-- RECORDS PROVIDED --
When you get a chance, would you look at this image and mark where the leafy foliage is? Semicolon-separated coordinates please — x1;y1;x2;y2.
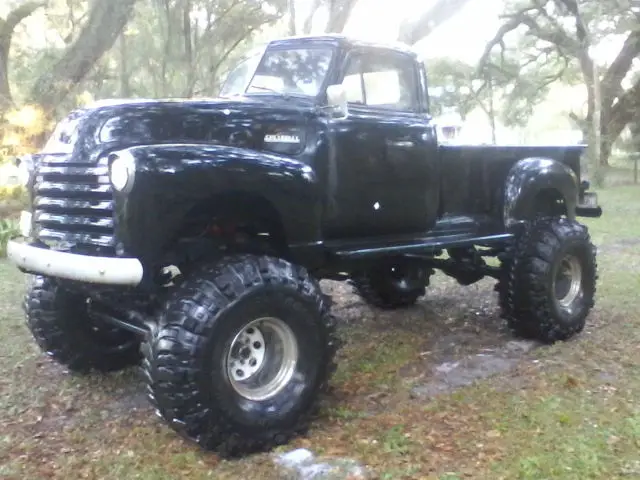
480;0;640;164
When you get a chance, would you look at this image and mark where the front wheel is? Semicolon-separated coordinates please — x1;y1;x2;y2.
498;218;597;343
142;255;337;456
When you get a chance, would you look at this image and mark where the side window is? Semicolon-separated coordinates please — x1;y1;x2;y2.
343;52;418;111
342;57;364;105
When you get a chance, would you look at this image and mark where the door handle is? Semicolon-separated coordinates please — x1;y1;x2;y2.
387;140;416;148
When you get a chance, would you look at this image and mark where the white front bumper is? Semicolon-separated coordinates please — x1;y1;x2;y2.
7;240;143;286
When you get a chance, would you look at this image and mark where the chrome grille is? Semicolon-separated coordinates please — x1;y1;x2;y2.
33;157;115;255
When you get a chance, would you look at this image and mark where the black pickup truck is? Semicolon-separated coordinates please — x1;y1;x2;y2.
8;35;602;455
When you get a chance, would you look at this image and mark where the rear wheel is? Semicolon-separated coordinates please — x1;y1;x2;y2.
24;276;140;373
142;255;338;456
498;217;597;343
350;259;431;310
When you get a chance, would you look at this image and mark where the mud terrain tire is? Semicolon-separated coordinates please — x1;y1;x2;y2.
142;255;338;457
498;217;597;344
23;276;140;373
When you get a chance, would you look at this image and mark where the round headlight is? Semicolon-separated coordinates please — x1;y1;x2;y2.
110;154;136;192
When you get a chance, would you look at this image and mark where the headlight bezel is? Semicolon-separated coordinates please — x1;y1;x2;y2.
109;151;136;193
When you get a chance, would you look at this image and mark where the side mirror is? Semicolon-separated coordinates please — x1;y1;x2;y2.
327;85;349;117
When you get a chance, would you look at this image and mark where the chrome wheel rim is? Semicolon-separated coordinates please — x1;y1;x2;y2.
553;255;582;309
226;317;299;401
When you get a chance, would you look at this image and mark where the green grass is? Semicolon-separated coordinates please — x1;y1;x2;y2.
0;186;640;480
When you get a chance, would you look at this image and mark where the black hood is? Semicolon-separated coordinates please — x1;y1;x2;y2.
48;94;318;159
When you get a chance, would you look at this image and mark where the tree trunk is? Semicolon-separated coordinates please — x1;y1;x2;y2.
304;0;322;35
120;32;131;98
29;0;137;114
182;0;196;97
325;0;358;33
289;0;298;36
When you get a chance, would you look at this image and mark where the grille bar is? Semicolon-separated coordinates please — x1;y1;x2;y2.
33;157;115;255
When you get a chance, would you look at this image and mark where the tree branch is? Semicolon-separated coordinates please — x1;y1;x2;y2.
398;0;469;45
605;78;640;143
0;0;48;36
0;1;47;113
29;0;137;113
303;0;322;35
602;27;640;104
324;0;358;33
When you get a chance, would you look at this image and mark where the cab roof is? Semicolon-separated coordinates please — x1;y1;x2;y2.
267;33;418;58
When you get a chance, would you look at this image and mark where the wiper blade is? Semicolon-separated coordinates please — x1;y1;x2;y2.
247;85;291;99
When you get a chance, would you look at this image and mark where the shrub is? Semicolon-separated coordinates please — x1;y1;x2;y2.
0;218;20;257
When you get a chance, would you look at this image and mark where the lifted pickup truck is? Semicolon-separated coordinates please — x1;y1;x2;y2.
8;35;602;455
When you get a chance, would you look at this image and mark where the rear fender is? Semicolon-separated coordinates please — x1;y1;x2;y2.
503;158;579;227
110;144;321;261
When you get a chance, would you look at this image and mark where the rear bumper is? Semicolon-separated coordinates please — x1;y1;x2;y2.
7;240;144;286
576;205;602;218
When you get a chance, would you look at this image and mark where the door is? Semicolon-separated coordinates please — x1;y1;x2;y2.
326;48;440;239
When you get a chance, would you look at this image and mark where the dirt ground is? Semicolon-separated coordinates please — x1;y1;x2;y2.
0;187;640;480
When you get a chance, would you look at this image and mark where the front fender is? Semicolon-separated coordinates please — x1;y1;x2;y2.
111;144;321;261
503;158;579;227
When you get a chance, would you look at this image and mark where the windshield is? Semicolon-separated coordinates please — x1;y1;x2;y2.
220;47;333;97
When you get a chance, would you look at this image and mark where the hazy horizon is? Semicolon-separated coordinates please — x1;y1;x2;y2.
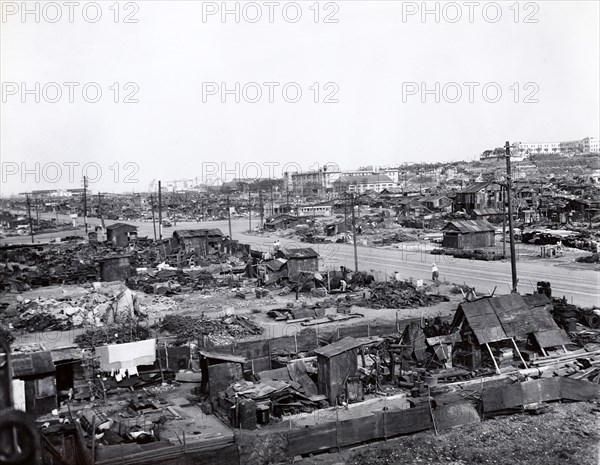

-- REQUIREMENTS --
Reproduce the entire listing above verbatim, line for line, leaving out the pictures.

-- RESPONSE FOR THIS EXERCISE --
When you get a chance, would you look at this image and mark where the leafy foliage is? Semicolon-separated coordinates please — x1;y1;x2;y2.
480;0;640;164
When you get a chance, would you look at this image and mark where the front wheel is? Semicolon-separated coordinates please — x1;y1;x2;y2.
498;218;597;343
142;255;337;456
When you get a chance, would you look at this image and mark where the side window is? Semicolon-separated coordinates please — x1;y1;x2;y2.
343;52;418;111
342;57;364;105
When you get a chance, would you look at this image and mark where the door handle is? Semicolon-separated coordinates please — x1;y1;x2;y2.
387;140;416;148
When you get a chance, would you look at this image and mark where the white front bumper is? Semicolon-separated coordinates please — x1;y1;x2;y2.
7;240;143;286
When you get a chance, would you look at this image and mark where the chrome grille is? Semicolon-separated coordinates please — x1;y1;x2;y2.
33;157;115;255
When you get a chance, would you look at this image and mark where the black pickup truck is? Semicolon-separated coordinates please — x1;y1;x2;y2.
8;35;602;455
When you get a chance, would you look at this image and mark where the rear wheel is? Semicolon-separated coordinates please — x1;y1;x2;y2.
24;276;140;373
142;255;338;456
498;217;597;343
350;259;431;310
When you get a chance, would you look at this image and mark where the mud terrain tire is? Semicolon-separated coordinates please — x1;y1;x2;y2.
142;255;338;457
498;217;597;344
23;276;140;373
When you get a chance, would you look at this image and mark where the round headlight is? Semicolon-separated coordinates please — x1;y1;x2;y2.
110;154;136;192
When you get a chance, would you look at this image and mark where the headlight bezel is? Semicolon-separated coordinates please — x1;y1;x2;y2.
109;151;136;193
When you get a chance, would you look at this image and mark where the side mirror is? Semicolon-separated coordinates please — x1;y1;x2;y2.
327;85;349;117
When you get a chance, would you look at this image and mark where the chrome wheel rim is? Semicolon-separated coordinates please — x1;y1;x2;y2.
553;255;582;309
226;317;299;401
When you get a chance, would you look at this image and mark where the green grass is? Semicolon-separated coordinates please — x1;y1;x2;y2.
0;186;640;480
When you get a chance, would you look at this image and mark where the black hood is? Semicolon-separated coordinates please — x1;y1;x2;y2.
48;94;318;159
When you get a chance, would you look at this image and mark where the tree trunk is? Semicolon-separated coordinates please — x1;y1;x2;y2.
304;0;322;35
120;32;131;98
29;0;137;114
182;0;196;97
325;0;358;33
289;0;298;36
When you get a chance, would you look at this image and mark where the grille bar is? Semicolon-separated coordinates please — x1;y1;x2;y2.
33;157;115;255
When you get a chance, would you look at this image and mark where the tree branch is? Semicolon-separated coordinates please — x1;y1;x2;y2.
398;0;469;45
605;78;640;143
0;0;48;36
0;1;47;113
29;0;137;113
303;0;322;35
602;27;640;104
324;0;358;33
When you get a chance, would you look at this image and mark where the cab roof is? Semicolon-separated coordinates please — x1;y1;x2;y2.
267;33;418;58
When you get a chance, would you look at this image and mark where the wiper blade is? Semicolon-separated coordinates please — x1;y1;x2;y2.
247;85;291;99
When you get a chance, would you look at this image and mark where the shrub is? Semicolon-separated coordinates please — x1;y1;x2;y2.
0;218;20;257
When you get a chance, would you look at this image and mark where the lifted pickup truck is? Semicolon-separated coordinates please — x1;y1;x2;y2.
8;35;602;455
When you get a chance, would you look at this image and mark where the rear fender is? Semicolon-separated coordinates please — x1;y1;x2;y2.
503;158;579;227
110;144;321;261
When you get a chance, would you look at this image and mark where the rear bumper is? Semicolon-separated coordinates please — x1;y1;x2;y2.
7;240;144;286
576;205;602;218
When you get a chance, would you look at this image and mark where the door is? Semicolon-separated coordinates please — x1;y1;x2;y2.
326;48;440;239
When you get a chance, would you look at this image and mark where the dirt ground is? Semicolon-separated coordinates please — x1;y1;x2;y2.
0;187;640;480
When you get a chance, would you look at this image and mark where the front fender is? Semicolon-separated coordinates please — x1;y1;x2;y2.
111;144;321;261
503;158;579;227
When you get a chance, would you look at this image and mark where the windshield is? Semicolon-separated coordinates please — x1;y1;x2;y2.
220;47;333;97
When you get a chance, would you look at this image and mark where the hazy horizon is? Semicolon-separated coordinates please — x1;y1;x2;y2.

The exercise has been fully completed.